Reproduce the passage of the fly fishing forum thread starting at "I did fish a" and ending at "seconds before release.", word for word.

## EXTRACTED TEXT
++++++++
I did fish a dry/dropper for a while and caught several doubles. Smith is a small creek and most casting is roll casting and high sticking. Fish were on literally for just a few seconds before release. 
Record or not, its true.

And for anyone considering Dukes Creek. Read and understand the special regulations. ALL HOOKS IN YOUR POSSESSION MUST BE BARBLESS. To test for barbs, the warden will use the t-shirt test. Stick the hook through a t-shirt, and if it hangs pulling it out, its a fine. Last I heard it was $50 per hook. 
If you book a cottage at Smithgall Woods/Dukes creek, you can fish section 1 daily while you are staying there. Check when making reservations to verify.
@jonny, there's no hatchery on Dukes Creek. The closest hatchery would be Burton Hatchery between Helen and Clarkesville.


----------



## ryc72 (Oct 18, 2020)

That is certainly true. That whole river is full of huge pellet fed fish. Doesn’t mean it’s not fun though. Just have to be realistic about what it is and enjoy it. That being said the streamer fishing can be surprisingly good. Not sure why pellet fed fish would be so aggressive but they often are. Maybe they’re bored?


----------



## fishnpreacher (Jul 28, 2018)

We call them "pig farms". There is a place on Hwy 197 on the Soque called Mark of the Potter. Its an old grist mill converted into a pottery. You can feed the pigs (huge trout) from their outside deck. Its worth a visit to see.


----------



## WC53 (Dec 2, 2015)

Going up there the middle of December for a fly fishing wedding. Half staying at Smithgall Cottages and half in Unicoi . Looking forward to the trip. Been practicing my roll casting as I rarely do it.


----------



## Jdl80 (Nov 19, 2019)
++++++++
Dataset records:
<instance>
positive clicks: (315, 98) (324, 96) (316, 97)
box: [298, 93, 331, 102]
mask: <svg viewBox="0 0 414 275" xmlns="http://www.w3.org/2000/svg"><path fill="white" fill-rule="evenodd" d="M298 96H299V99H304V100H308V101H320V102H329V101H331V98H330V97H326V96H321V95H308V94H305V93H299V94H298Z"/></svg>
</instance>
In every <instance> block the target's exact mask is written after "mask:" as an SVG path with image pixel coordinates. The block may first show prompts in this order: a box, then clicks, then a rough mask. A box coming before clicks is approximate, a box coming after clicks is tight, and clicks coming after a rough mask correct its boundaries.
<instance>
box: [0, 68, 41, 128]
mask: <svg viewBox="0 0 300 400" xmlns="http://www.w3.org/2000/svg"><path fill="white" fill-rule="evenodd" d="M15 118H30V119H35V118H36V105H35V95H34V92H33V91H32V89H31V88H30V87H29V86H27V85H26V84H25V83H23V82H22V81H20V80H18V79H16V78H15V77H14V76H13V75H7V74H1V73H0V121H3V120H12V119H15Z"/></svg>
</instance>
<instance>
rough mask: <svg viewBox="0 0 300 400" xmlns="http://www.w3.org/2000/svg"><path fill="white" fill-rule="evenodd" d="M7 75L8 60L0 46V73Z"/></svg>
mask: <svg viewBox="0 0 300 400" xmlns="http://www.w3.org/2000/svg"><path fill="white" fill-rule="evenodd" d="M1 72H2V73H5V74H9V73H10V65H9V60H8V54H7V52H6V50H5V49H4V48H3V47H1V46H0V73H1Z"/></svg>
++++++++
## ANSWER SECTION
I did fish a dry/dropper for a while and caught several doubles. Smith is a small creek and most casting is roll casting and high sticking. Fish were on literally for just a few seconds before release.